The sample 7 was a test object made by etching a trench 20 (using a focused ion beam) through an opaque platinum film 21 that had been vapour deposited onto a glass coverslip 22. A negative sketch of a scanned electron micrograph (SEM) of the object is shown in FIG 2. The trench 20 was -170 nm wide, and etched all the way through the Pt film 21 , which was ~500 nm thick. The width of the trench 20 was therefore less than the classical resolution limit of the system, which under ideal He- Ne illumination was around 240 nm (and for the illumination geometry used here was approximately 320 nm). In the original image small scale granularity can be seen outside the test specimen (where the film hasn't been etched) due to the morphology of the platinum film. These structures were not deep or wide enough to allow light to pass; hence background noise due to detector noise alone is evident in the original images but is removed from the sketch of FIG 3 (and subsequent figures). As the test object was essentially formed by transmission through a mask (rather than by scatter off an object), we observe no speckle effects in the images. It is worth noting that we expect speckle due to scatter from outside the focal plane to be reduced due to the optical sectioning effect of structured illumination that has been described by Neil [M A A Neil, R Juskaitis and T Wilson (1997) Method of obtaining optical sectioning by using structured light in a conventional microscope Opt. Lett. 22(24): 1905-7].

» **RECORDS PROVIDED**:

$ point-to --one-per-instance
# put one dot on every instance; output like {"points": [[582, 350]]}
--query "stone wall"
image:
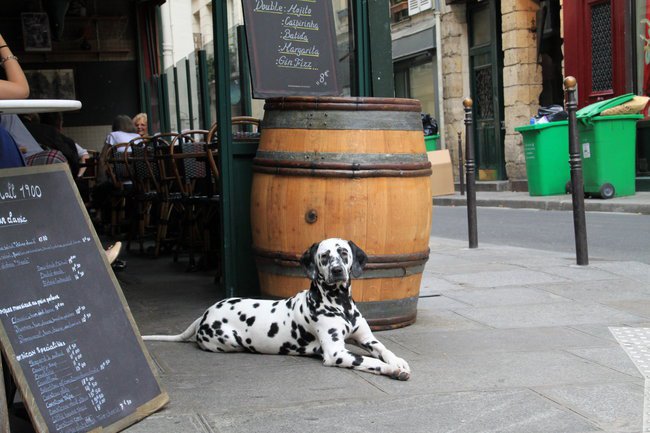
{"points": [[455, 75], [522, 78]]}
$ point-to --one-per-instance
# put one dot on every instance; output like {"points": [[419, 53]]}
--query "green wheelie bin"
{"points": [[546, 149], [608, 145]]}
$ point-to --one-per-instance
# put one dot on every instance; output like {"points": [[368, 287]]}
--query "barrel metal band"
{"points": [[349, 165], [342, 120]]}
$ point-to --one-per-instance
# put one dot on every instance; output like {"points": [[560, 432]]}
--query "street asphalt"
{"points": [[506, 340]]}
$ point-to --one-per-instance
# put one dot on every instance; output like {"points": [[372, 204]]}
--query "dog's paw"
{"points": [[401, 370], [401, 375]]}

...

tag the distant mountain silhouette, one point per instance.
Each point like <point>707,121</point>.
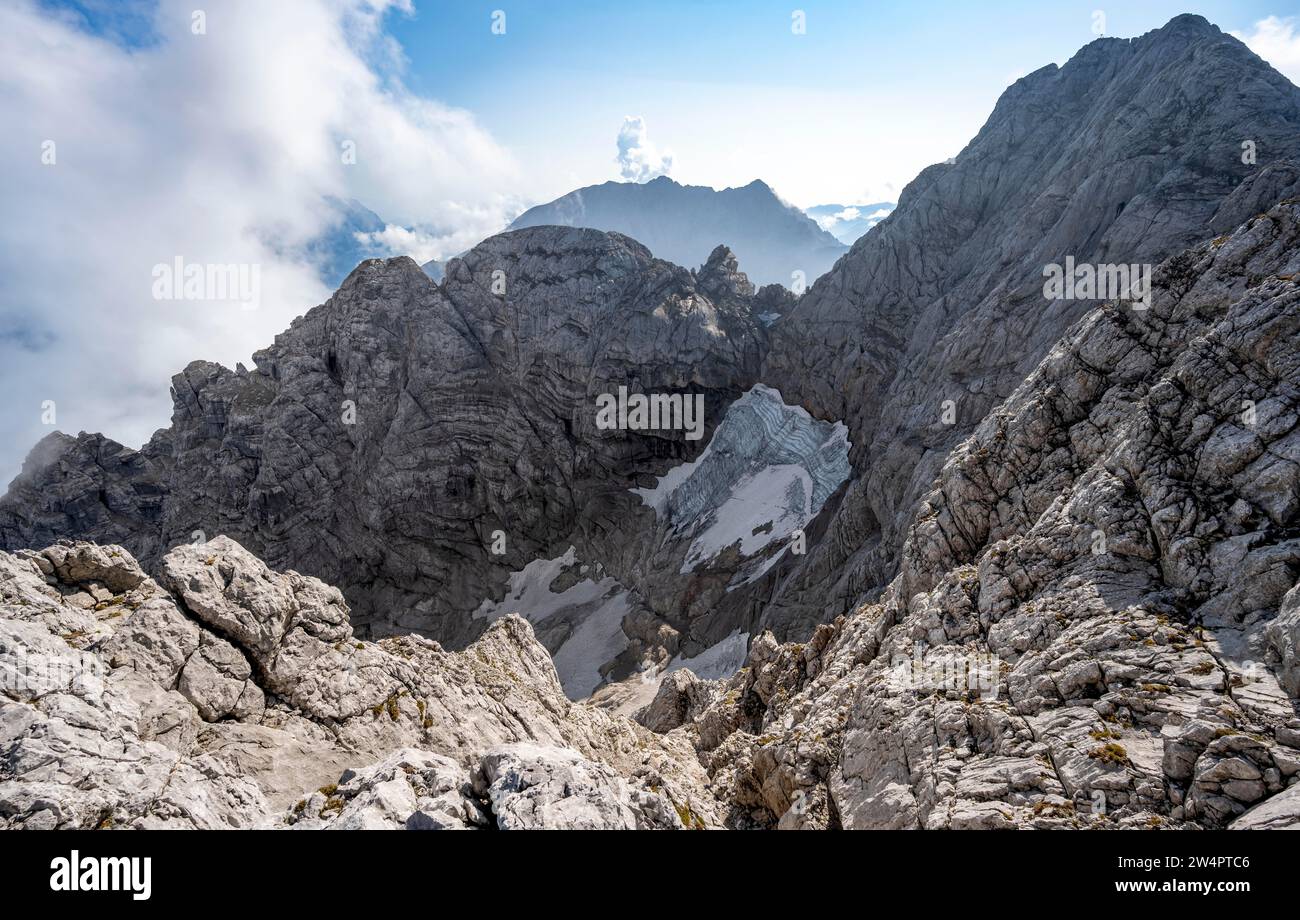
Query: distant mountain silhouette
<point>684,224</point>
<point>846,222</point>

---

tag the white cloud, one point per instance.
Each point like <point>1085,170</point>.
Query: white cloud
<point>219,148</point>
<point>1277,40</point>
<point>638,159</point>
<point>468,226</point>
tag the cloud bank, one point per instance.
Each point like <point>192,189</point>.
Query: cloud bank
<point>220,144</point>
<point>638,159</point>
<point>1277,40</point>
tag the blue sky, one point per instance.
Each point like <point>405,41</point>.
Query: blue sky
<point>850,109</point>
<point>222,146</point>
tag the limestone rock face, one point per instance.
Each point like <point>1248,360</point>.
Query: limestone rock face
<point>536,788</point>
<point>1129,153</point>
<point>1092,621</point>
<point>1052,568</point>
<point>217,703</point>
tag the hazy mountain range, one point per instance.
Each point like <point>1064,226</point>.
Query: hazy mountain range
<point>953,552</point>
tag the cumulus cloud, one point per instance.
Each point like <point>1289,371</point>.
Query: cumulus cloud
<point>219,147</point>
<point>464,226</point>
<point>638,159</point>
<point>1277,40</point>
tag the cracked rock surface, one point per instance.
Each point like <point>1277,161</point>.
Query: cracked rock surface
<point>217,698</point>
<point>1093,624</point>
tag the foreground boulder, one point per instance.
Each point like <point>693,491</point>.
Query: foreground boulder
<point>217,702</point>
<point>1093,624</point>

» **WRITTEN EXERCISE A**: According to the passage on the etched test object, how thick was the platinum film?
» **WRITTEN EXERCISE B**: State only the number of lines in the listing that contain the string "surface", counting matches with the same case only.

» **WRITTEN RESPONSE A**: About 500 nm thick.

» **WRITTEN RESPONSE B**: 2